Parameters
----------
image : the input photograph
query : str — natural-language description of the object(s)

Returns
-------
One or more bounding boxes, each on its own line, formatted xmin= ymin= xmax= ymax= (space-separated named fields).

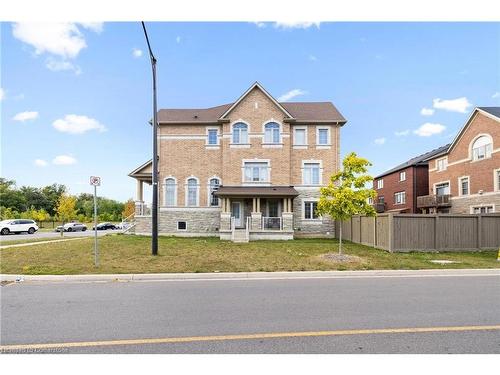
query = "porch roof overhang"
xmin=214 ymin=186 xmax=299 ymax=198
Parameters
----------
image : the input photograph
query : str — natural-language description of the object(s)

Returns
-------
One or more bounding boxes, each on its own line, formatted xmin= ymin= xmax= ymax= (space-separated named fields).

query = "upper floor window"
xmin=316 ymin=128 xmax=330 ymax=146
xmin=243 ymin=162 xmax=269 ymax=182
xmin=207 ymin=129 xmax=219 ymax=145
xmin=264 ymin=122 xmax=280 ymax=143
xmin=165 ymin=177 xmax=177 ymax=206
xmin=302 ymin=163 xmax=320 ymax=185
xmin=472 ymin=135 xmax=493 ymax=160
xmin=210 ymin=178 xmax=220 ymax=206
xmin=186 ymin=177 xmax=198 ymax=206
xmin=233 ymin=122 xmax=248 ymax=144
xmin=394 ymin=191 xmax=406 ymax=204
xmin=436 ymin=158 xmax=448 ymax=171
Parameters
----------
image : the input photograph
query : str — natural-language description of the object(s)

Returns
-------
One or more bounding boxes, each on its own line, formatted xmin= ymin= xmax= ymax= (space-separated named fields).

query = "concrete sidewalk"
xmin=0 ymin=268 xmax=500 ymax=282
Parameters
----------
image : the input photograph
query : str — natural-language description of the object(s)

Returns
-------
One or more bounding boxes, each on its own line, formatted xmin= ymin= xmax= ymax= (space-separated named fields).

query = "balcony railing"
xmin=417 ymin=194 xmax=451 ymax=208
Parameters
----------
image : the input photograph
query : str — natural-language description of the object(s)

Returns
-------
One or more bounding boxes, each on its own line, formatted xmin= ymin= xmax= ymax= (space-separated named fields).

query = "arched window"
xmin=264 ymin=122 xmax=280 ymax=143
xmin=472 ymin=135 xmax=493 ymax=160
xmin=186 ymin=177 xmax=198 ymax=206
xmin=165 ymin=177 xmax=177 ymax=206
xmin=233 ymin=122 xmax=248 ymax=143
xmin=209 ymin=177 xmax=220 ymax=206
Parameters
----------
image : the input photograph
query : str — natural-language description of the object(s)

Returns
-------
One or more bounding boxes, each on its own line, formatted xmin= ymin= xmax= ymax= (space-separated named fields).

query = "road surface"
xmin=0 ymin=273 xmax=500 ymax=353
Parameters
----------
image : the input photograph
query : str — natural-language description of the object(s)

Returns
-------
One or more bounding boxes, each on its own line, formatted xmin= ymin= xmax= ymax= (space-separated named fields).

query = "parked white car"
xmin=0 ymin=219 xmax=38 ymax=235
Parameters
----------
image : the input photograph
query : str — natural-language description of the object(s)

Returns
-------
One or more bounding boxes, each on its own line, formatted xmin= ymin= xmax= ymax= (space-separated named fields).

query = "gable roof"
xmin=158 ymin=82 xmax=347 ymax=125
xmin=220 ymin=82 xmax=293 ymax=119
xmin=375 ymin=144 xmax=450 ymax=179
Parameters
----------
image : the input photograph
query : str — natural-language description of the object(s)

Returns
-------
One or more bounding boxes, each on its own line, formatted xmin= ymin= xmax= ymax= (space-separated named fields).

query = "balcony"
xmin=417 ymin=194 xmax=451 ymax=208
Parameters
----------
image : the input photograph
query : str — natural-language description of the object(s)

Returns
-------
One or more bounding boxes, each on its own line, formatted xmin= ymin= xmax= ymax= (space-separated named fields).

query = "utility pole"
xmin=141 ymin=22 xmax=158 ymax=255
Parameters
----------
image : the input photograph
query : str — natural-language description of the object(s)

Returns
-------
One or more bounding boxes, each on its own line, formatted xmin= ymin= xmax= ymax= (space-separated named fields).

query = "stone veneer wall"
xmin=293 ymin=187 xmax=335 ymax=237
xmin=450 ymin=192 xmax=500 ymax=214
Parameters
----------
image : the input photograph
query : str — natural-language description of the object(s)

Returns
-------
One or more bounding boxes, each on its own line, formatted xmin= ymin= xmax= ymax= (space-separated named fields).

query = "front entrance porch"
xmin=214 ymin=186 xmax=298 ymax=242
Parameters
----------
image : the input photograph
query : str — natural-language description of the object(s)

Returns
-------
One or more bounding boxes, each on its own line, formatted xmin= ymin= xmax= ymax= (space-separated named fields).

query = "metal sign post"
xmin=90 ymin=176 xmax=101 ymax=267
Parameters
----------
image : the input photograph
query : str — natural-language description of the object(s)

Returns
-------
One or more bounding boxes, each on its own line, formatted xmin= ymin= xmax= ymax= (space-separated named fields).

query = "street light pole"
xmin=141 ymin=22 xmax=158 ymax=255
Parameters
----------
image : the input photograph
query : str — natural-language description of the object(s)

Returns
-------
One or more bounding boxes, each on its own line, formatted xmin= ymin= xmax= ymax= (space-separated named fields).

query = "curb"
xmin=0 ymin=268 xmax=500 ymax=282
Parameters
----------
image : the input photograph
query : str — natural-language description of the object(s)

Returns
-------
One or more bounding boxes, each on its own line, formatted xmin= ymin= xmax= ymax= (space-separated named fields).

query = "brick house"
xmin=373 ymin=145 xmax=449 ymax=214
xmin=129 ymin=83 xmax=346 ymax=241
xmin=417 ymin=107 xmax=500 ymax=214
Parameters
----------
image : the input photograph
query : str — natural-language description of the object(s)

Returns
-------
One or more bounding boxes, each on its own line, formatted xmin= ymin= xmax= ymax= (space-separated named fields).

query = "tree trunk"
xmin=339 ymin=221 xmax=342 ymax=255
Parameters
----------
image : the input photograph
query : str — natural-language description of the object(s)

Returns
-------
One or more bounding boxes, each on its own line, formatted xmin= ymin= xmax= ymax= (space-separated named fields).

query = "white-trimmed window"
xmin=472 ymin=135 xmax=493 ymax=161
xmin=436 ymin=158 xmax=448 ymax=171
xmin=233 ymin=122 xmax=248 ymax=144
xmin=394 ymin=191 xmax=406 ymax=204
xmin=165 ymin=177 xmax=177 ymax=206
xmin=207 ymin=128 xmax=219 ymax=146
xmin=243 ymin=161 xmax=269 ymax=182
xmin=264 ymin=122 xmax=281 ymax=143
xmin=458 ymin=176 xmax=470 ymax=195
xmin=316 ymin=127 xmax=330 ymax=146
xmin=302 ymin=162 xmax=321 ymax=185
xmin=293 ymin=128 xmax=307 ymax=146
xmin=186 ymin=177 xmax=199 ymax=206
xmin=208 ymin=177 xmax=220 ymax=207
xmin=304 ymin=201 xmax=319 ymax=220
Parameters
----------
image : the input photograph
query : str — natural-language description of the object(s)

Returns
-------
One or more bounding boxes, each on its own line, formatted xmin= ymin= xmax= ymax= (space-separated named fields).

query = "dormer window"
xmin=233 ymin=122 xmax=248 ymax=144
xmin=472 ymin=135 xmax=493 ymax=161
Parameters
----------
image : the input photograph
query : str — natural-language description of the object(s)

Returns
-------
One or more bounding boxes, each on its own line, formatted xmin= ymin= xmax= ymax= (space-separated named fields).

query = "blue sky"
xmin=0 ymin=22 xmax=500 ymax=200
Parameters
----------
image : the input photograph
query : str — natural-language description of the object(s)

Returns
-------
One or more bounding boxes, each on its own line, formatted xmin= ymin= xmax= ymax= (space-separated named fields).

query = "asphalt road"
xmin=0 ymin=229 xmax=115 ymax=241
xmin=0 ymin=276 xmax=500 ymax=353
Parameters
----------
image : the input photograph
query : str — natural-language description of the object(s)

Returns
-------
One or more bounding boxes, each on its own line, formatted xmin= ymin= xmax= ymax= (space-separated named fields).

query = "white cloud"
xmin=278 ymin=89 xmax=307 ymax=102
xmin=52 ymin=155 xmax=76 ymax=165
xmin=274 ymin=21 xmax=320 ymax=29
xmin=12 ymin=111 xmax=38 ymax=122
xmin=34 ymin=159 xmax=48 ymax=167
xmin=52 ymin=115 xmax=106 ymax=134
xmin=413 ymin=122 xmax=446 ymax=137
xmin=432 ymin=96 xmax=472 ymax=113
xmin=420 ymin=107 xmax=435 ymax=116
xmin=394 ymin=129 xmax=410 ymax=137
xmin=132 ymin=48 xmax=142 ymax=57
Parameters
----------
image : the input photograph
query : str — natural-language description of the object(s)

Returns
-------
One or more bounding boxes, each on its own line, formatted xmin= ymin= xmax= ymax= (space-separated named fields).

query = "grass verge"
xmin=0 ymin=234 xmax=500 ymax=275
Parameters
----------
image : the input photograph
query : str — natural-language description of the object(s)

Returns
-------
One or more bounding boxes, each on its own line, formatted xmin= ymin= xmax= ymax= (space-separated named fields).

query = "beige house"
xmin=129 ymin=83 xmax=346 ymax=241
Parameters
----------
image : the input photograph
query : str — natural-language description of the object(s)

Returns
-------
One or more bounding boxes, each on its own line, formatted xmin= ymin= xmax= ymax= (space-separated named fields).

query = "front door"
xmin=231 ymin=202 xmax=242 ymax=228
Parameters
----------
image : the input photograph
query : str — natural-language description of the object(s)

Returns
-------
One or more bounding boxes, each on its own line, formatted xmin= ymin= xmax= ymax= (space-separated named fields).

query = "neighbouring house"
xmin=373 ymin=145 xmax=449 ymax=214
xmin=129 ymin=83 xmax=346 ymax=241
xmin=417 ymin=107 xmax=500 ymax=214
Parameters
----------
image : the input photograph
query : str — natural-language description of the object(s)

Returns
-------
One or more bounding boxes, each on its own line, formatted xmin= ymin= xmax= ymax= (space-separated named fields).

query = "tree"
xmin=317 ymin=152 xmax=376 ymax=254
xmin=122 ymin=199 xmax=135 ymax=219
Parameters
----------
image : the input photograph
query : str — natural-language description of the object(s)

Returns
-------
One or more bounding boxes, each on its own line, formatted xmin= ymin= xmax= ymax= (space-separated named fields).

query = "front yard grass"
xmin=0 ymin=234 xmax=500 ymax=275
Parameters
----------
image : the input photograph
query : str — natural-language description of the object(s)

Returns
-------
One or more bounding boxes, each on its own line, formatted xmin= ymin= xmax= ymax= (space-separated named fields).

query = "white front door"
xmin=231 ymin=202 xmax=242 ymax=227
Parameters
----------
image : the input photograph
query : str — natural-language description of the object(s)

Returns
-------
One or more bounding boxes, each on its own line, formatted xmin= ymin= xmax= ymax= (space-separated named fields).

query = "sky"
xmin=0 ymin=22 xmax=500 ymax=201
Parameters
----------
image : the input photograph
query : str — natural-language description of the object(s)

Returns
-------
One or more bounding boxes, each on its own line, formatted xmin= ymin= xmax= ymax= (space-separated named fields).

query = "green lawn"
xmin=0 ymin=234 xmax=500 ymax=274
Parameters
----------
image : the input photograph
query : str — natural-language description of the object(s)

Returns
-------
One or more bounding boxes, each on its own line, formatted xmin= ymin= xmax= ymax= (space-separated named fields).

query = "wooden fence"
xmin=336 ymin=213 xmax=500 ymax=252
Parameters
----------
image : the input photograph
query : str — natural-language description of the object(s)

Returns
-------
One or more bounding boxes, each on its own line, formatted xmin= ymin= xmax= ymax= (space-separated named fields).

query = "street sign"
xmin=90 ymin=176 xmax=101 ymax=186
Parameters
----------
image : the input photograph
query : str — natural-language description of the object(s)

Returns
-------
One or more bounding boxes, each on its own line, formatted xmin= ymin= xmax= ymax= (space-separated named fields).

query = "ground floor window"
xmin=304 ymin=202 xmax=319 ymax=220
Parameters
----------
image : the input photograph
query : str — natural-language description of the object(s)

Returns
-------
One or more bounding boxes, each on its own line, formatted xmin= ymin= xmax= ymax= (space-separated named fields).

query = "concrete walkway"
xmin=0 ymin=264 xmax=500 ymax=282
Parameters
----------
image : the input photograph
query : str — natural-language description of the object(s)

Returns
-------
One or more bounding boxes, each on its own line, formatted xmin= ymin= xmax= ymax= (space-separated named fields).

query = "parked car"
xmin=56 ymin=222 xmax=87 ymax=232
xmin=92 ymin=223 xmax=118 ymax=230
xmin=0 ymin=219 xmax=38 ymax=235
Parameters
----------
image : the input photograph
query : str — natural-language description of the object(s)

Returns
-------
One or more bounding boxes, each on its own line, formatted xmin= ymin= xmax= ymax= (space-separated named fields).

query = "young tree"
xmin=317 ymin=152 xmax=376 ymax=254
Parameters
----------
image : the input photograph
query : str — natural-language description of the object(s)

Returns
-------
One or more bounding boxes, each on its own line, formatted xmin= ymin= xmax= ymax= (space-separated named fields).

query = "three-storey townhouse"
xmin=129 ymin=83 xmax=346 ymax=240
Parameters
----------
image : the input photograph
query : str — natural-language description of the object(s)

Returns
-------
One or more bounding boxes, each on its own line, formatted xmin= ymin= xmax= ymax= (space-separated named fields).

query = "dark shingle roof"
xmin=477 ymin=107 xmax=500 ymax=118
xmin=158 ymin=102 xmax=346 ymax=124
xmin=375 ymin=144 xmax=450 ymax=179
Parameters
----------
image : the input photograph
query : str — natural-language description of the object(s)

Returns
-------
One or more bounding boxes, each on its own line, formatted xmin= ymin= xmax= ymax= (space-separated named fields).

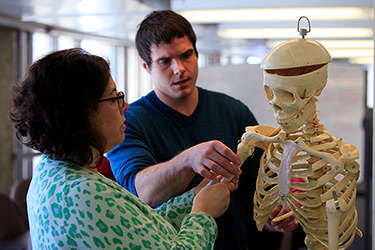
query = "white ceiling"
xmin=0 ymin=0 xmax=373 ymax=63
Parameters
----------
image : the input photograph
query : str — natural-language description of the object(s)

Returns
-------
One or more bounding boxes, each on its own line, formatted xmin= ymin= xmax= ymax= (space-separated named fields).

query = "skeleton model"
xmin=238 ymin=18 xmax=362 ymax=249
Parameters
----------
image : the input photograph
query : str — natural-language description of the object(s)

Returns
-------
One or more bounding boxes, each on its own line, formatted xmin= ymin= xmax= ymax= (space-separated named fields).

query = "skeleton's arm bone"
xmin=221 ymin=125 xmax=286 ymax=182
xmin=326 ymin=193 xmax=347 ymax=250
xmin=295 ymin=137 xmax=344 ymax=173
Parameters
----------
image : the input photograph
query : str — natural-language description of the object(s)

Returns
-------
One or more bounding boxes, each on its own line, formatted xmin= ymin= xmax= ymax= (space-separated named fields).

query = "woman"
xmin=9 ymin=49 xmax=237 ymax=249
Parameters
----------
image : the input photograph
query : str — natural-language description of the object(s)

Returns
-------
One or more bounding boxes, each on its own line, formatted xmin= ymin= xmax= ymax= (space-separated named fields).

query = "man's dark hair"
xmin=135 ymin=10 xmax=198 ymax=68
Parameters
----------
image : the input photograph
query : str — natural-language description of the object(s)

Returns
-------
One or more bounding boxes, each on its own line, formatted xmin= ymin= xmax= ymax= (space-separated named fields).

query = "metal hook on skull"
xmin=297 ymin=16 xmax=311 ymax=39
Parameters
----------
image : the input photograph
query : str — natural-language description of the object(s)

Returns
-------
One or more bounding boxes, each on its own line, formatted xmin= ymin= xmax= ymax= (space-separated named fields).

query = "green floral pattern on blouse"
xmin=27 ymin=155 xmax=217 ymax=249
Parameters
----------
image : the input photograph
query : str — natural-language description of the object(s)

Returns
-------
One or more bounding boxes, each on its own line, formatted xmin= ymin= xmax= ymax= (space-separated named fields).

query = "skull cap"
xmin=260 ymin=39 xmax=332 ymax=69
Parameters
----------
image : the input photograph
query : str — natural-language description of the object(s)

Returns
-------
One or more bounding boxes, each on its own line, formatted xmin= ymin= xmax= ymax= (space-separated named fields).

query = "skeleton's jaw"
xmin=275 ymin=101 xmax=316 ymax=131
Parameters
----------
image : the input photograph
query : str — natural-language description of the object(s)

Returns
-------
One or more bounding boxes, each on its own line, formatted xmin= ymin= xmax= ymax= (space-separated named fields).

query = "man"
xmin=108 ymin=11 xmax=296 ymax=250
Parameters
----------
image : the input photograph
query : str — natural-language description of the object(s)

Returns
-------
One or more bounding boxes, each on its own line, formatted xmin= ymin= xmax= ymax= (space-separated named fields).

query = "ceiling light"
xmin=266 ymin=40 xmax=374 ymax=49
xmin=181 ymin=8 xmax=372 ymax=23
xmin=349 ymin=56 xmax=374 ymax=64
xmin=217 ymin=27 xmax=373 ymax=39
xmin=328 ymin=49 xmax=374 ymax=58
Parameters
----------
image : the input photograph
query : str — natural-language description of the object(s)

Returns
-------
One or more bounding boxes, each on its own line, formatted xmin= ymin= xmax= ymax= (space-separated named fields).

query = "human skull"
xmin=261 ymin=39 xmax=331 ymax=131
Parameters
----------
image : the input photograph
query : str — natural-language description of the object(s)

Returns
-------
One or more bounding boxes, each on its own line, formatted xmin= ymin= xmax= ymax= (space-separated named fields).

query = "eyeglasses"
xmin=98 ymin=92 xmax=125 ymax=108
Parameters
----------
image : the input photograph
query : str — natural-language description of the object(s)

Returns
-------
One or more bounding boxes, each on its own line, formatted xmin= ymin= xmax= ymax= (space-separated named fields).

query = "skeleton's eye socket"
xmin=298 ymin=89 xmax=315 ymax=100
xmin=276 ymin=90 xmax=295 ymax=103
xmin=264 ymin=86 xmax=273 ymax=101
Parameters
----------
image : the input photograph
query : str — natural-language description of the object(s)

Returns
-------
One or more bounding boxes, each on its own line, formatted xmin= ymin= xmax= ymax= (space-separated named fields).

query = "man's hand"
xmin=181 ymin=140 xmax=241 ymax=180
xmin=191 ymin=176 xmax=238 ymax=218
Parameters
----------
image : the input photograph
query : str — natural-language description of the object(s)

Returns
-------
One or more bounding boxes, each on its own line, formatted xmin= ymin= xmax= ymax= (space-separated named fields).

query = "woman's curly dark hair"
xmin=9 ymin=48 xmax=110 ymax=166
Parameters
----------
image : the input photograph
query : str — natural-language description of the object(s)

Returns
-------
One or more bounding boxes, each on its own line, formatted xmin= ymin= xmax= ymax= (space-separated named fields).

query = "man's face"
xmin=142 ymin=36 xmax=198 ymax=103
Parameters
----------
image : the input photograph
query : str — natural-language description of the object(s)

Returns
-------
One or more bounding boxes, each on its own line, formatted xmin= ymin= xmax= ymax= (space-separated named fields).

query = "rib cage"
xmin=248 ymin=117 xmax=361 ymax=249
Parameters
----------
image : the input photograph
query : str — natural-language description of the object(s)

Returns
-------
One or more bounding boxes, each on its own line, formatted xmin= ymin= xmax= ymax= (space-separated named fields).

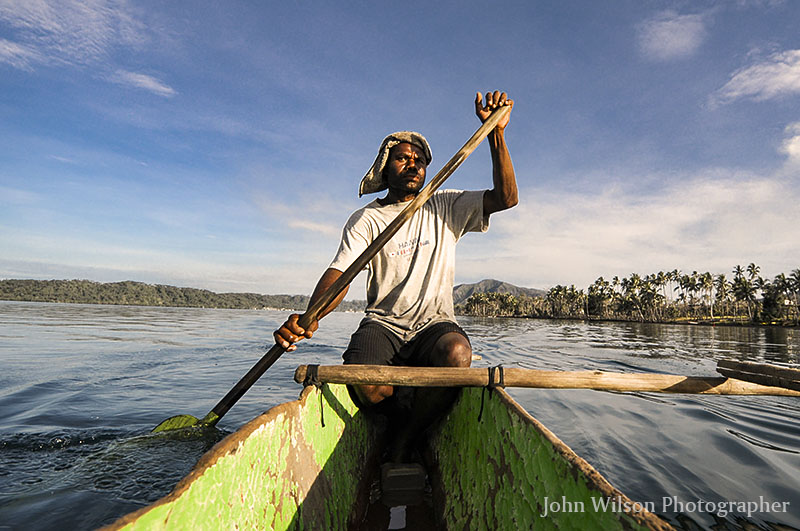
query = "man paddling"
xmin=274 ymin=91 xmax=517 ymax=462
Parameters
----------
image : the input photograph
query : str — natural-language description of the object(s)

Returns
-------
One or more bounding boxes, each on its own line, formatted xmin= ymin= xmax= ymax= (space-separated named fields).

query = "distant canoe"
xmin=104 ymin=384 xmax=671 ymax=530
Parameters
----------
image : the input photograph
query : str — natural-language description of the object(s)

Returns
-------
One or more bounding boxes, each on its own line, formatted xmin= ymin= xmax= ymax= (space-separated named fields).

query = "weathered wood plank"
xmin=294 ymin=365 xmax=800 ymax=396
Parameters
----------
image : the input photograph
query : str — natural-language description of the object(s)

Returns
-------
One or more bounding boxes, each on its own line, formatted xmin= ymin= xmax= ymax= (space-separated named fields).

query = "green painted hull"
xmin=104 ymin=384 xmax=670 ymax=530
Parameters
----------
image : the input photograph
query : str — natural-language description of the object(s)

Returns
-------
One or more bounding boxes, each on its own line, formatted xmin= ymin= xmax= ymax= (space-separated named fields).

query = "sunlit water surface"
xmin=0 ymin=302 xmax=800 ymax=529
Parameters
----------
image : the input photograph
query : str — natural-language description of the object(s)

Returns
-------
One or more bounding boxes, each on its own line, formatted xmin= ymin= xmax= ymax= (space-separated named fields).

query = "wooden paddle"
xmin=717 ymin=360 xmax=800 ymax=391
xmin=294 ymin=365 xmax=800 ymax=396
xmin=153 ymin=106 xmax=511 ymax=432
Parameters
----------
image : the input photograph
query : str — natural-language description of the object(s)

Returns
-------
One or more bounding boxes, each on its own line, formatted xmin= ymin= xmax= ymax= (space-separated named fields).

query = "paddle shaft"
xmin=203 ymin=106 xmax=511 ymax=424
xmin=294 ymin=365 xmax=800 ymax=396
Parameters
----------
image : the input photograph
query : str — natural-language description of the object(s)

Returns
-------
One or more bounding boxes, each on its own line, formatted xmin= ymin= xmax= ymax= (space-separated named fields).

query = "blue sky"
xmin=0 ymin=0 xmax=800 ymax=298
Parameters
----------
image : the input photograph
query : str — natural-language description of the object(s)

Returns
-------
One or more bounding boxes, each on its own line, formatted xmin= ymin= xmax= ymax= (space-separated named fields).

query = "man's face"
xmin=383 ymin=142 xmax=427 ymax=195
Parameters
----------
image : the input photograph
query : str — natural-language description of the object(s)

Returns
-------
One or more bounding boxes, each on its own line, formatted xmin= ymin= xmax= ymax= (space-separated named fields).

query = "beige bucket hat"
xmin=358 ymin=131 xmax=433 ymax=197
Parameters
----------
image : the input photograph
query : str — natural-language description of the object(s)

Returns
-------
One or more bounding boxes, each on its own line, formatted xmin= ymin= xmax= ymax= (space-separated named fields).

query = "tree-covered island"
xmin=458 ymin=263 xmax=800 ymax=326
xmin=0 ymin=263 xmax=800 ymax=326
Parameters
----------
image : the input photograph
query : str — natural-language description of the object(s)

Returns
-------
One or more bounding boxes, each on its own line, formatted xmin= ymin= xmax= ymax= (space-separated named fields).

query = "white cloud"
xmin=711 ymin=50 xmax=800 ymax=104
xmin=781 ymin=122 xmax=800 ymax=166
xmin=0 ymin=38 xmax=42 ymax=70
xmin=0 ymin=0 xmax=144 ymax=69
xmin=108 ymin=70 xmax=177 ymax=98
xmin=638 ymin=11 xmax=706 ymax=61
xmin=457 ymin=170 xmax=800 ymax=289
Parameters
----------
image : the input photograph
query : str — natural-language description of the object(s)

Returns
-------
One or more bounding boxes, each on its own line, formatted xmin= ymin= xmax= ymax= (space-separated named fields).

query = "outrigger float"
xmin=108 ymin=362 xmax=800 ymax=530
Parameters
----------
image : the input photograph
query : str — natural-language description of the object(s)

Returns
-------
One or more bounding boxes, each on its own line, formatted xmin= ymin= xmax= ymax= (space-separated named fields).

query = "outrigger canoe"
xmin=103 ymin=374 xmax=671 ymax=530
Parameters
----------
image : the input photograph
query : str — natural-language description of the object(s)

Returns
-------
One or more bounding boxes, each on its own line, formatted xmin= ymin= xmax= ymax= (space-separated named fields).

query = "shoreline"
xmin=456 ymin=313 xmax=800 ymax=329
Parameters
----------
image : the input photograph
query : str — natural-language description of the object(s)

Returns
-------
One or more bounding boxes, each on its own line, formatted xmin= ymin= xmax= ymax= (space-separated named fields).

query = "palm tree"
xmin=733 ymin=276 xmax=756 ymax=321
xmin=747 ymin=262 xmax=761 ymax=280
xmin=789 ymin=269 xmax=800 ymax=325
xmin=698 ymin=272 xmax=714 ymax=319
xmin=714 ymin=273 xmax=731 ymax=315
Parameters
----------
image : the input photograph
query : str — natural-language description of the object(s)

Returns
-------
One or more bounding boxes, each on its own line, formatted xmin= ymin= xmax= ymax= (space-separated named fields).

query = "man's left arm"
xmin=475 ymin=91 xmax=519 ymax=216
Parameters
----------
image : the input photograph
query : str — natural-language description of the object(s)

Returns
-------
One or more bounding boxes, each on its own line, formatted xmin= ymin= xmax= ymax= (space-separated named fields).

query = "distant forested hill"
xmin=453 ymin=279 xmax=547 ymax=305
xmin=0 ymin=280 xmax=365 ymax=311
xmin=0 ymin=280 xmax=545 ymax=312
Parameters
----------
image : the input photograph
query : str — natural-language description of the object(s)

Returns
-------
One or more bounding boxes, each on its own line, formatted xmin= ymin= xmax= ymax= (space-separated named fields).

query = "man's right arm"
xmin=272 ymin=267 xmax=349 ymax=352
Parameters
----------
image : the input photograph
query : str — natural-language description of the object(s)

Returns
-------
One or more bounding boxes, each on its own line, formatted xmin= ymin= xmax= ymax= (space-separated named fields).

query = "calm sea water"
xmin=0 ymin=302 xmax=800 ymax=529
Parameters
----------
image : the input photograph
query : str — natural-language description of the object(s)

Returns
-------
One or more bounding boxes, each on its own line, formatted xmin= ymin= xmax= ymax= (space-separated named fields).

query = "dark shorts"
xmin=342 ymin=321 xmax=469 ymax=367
━━━━━━━━━━━━━━━━━━━━━━━━━━━━━━
Your task:
Pull out every line of the rows above that contains the string "light". Case counts.

Task solution:
query = "street light pole"
query = "ceiling light"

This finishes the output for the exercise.